## Questions
[1] Set down the passage of the news item on Comissiong's reply to Beale from "In fact, saying" to "a fired-up Comissiong.", word for word.
[2] Answer these from the news item on Comissiong's reply to Beale:
(a) What office does John Beale hold in Barbados?
(b) Which state broadcaster did Beale suggest the Government give up?
(c) How many members does Mottley's Cabinet have?

Text under study Start Marker

Barbados’ Ambassador to CARICOM David Comissiong has dismissed as “unfair and unreasonable”, recent comments made by Honorary Consul for Belize in Barbados John Beale who was critical of CARICOM.
In fact, saying that Beale’s comments were without substance, Comissiong also took him to task for his suggestion that Prime Minister Mia Mottley rid Government of some state entities, including the Caribbean Broadcasting Corporation (CBC) and trim the size of her Cabinet.
He said people should be more objective and scientific in how they approach such matters, adding that it would be “ludicrous to be suggesting to a Government that it divest itself of any ownership of a public broadcasting system”.
“It is so easy to trot out these of kinds of opinions, but when you subject them to a little scrutiny you really find that they don’t hold water,” said a fired-up Comissiong.
Regarding Beale’s belief that Mottley should reduce her 24-member Cabinet, Comissiong added: “The test of whether a Government minister is justified is whether that minister is giving value for money. If that minister is producing and delivering something of value to the nation that justifies the expenditure on the minister. That should be the test you apply, not simply a question of numbers.”
He also dismissed Beale’s contention that there were more than 75 statutory corporations, some of which the former ambassador said “should not exist”.

Text under study End Marker
Data listing Start Marker

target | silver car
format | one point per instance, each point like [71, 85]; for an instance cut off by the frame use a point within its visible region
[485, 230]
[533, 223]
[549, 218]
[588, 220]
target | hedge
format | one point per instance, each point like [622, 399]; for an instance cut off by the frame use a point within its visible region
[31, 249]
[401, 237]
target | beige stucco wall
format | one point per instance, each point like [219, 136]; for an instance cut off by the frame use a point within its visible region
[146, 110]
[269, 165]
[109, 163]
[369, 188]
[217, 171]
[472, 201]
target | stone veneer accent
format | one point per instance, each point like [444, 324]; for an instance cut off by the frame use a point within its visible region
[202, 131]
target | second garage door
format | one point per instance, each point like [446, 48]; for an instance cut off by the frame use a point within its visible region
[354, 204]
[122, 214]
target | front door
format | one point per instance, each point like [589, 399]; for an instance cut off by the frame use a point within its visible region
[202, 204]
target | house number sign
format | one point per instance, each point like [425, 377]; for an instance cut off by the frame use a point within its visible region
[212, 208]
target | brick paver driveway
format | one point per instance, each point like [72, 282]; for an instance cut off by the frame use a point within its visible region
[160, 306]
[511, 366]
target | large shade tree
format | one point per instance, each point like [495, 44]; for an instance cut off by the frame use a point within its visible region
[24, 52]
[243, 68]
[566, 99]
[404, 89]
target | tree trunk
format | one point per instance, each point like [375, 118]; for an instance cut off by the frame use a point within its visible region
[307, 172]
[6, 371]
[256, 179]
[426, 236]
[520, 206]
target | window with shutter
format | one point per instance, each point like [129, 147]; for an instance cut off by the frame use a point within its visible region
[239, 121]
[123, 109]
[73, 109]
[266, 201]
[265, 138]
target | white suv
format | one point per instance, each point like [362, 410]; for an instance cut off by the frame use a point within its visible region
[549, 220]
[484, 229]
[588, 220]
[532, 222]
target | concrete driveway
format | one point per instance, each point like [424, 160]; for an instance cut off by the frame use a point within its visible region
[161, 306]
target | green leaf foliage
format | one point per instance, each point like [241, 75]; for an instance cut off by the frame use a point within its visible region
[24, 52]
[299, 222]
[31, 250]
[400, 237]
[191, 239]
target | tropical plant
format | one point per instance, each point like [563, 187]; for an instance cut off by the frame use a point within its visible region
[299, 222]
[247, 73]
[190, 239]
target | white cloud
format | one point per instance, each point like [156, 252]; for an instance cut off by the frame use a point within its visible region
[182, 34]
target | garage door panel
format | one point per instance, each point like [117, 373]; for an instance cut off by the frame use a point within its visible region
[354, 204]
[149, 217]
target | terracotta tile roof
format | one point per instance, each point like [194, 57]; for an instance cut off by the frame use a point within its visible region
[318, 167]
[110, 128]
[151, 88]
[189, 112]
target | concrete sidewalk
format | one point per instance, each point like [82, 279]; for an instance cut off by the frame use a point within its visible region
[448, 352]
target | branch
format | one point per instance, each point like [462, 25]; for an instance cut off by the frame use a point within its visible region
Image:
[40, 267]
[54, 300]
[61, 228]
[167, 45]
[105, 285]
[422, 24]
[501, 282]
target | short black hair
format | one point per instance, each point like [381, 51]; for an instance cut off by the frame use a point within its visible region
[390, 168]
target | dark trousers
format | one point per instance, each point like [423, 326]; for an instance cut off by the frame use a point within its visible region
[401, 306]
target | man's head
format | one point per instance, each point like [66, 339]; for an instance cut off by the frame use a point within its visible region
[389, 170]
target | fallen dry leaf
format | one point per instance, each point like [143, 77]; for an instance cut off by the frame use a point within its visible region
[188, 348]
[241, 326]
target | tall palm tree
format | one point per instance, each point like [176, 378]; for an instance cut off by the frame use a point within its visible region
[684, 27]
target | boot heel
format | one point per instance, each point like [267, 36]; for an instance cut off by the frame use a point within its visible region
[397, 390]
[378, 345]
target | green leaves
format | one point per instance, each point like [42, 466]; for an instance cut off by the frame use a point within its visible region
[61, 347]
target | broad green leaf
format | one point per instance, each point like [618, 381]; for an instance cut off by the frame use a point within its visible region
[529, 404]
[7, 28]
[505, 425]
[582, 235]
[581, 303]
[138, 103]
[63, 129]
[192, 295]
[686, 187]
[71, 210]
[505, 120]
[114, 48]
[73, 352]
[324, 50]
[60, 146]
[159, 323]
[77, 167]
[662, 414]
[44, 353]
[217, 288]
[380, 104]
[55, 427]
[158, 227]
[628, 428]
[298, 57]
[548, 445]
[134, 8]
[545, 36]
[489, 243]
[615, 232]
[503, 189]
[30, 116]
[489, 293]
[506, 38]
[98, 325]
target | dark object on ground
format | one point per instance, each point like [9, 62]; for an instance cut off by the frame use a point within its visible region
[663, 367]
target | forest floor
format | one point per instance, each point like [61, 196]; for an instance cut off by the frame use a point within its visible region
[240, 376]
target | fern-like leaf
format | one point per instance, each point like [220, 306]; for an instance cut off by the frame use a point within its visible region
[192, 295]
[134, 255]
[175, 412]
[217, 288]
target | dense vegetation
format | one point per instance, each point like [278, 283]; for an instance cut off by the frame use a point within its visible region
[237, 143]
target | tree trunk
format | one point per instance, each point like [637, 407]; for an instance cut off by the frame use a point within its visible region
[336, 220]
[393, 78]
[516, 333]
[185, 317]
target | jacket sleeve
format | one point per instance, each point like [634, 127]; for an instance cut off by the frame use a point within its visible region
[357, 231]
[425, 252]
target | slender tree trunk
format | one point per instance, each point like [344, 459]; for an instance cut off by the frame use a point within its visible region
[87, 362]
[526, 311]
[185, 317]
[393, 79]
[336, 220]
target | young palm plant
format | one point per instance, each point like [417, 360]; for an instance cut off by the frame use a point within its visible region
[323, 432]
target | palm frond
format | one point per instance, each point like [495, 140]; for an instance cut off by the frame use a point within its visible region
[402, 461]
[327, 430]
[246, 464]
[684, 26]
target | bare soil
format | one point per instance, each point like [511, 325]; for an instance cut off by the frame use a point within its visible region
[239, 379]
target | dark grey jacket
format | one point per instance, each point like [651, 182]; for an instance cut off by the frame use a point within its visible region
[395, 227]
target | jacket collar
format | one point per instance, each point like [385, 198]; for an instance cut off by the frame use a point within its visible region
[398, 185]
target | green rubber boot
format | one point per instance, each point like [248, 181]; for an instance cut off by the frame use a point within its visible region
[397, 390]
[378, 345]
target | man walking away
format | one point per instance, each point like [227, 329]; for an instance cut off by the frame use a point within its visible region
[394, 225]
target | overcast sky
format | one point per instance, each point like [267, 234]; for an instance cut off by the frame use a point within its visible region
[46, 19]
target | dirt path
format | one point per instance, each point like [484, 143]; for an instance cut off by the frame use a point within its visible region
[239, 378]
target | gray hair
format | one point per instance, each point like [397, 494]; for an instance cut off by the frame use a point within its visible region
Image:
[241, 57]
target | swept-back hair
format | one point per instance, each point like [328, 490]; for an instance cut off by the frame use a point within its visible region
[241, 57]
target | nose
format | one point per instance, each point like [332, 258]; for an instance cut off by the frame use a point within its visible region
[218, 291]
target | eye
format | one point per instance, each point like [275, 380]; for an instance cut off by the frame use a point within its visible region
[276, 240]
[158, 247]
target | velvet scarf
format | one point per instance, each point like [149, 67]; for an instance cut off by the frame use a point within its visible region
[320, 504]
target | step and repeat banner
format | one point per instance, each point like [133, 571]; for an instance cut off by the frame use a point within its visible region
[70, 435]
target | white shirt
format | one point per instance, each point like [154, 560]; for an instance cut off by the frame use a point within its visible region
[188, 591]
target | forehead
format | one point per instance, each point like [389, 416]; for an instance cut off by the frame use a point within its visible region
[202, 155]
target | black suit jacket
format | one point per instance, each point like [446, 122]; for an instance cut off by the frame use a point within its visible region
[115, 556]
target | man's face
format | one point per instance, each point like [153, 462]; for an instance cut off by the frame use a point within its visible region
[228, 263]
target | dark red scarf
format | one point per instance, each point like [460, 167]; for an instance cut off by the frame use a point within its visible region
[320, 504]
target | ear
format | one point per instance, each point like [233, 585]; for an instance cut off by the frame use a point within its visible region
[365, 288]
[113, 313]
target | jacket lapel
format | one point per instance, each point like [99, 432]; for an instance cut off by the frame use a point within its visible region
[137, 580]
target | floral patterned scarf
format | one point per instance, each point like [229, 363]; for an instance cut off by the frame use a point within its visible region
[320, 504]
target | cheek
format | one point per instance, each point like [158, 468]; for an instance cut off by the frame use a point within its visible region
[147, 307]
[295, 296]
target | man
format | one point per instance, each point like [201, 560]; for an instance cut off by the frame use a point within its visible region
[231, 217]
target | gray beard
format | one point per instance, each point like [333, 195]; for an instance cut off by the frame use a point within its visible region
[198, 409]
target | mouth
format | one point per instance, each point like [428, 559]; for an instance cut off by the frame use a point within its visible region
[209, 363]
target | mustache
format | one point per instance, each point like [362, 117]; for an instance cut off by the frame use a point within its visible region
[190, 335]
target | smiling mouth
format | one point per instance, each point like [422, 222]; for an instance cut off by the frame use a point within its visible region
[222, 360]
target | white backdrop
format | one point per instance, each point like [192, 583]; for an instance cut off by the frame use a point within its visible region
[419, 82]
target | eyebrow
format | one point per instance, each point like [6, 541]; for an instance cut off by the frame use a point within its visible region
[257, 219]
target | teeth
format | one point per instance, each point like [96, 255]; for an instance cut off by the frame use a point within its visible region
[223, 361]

Data listing End Marker

## Problem solutions
[1]
In fact, saying that Beale’s comments were without substance, Comissiong also took him to task for his suggestion that Prime Minister Mia Mottley rid Government of some state entities, including the Caribbean Broadcasting Corporation (CBC) and trim the size of her Cabinet.
He said people should be more objective and scientific in how they approach such matters, adding that it would be “ludicrous to be suggesting to a Government that it divest itself of any ownership of a public broadcasting system”.
“It is so easy to trot out these of kinds of opinions, but when you subject them to a little scrutiny you really find that they don’t hold water,” said a fired-up Comissiong.

[2]
(a) Honorary Consul for Belize in Barbados
(b) The Caribbean Broadcasting Corporation (CBC)
(c) 24